## Text
┄┄┄┄┄┄┄┄┄┄┄┄┄┄┄┄┄┄┄┄

After the Venezuela Raid, Trump Should Finally Stand Up to Putin

heinrichs
heinrichs
Senior Fellow and Director, Keystone Defense Initiative
President Donald Trump and Russian President Vladimir Putin shake hands at the end of a press conference at Joint Base Elmendorf-Richardson on August 15, 2025, in Anchorage, Alaska. (Getty Images)
Caption
President Donald Trump and Russian President Vladimir Putin shake hands at the end of a press conference at Joint Base Elmendorf-Richardson on August 15, 2025, in Anchorage, Alaska. (Getty Images)

It has been about six weeks since U.S. Special Envoy to the Middle East Steve Witkoff championed the pro-Russia 28-point plan to end Russia’s war of aggression against Ukraine. The document was a scandal. It was a scandal in how far it went to represent Russian claims, how it embraced Russian nonsense about the cause of the war, and in its inclusion of provisions that have nothing to do with Russia’s war against Ukraine and would help Russia at the expense of American interests (i.e., extending the New START Treaty). Russian negotiator Kirill Dmitriev seemed to mock those who rightly found the approach hard to stomach by posting a video of him wake surfing in Miami, all while Russians were targeting civilian Ukrainians who were trying to survive the winter cold after the Russians bombed the power grid.

But after the last few weeks of successful diplomacy among the Europeans, and a whirlwind of Trump-ordered daring and successful American military operations, led by the capture of Nicolás Maduro in Venezuela, something has shifted. According to Senator Lindsey Graham, who has been traveling with the president, President Trump has now greenlit punishing secondary sanctions on Russia. This is excellent news and portends the possibility of — finally — a far more effective U.S. approach toward Russia. This should be the year the United States turns the screws on the Russian economy and embraces a plan to bolster Ukraine’s military strength and operational latitude to maximize its military effectiveness against Russia and to adapt the NATO Alliance to restore strategic stability with Russia.

┄┄┄┄┄┄┄┄┄┄┄┄┄┄┄┄┄┄┄┄

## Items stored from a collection
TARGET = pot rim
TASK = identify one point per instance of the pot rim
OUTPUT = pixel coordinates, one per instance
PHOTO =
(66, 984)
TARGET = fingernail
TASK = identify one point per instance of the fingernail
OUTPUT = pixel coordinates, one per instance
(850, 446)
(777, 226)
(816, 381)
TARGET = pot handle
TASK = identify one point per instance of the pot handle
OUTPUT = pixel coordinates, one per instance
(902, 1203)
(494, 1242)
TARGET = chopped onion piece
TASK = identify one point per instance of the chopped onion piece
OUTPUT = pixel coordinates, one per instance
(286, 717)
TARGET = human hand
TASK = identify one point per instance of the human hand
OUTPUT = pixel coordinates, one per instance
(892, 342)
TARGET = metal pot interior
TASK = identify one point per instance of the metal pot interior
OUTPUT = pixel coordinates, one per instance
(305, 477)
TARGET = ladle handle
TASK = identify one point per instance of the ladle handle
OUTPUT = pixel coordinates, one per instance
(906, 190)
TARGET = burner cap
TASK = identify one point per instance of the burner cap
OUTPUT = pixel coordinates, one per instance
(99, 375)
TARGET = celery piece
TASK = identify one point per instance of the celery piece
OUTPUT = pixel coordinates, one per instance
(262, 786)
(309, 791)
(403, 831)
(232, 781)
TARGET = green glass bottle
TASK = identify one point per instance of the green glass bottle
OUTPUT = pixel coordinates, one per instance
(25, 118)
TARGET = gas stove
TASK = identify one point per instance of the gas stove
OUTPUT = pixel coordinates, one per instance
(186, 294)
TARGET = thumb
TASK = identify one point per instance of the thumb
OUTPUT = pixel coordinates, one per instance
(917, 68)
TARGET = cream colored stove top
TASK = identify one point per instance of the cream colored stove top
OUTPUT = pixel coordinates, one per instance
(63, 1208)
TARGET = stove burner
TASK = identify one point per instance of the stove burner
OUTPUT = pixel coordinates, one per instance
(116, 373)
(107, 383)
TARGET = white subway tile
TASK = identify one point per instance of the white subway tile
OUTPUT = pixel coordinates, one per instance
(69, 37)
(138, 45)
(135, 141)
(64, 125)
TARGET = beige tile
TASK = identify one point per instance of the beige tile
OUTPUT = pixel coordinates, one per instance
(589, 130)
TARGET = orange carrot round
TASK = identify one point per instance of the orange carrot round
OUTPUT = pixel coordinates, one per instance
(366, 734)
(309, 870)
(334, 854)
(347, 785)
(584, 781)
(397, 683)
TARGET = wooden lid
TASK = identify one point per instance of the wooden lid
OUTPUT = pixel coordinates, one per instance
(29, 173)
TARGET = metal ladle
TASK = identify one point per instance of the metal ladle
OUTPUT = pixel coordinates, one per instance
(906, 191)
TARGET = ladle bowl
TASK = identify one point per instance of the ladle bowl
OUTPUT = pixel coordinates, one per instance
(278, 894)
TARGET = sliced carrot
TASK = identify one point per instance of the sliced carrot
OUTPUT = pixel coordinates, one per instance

┄┄┄┄┄┄┄┄┄┄┄┄┄┄┄┄┄┄┄┄

## Exercise tasks
**1)** In the article on Trump and Putin, which senator reported that the president has greenlit secondary sanctions on Russia?
**2)** Retype the passage of the article on Trump and Putin starting with "It has been" and going on through "the power grid.".

## Solutions per task
**1)** Senator Lindsey Graham

**2)**
It has been about six weeks since U.S. Special Envoy to the Middle East Steve Witkoff championed the pro-Russia 28-point plan to end Russia’s war of aggression against Ukraine. The document was a scandal. It was a scandal in how far it went to represent Russian claims, how it embraced Russian nonsense about the cause of the war, and in its inclusion of provisions that have nothing to do with Russia’s war against Ukraine and would help Russia at the expense of American interests (i.e., extending the New START Treaty). Russian negotiator Kirill Dmitriev seemed to mock those who rightly found the approach hard to stomach by posting a video of him wake surfing in Miami, all while Russians were targeting civilian Ukrainians who were trying to survive the winter cold after the Russians bombed the power grid.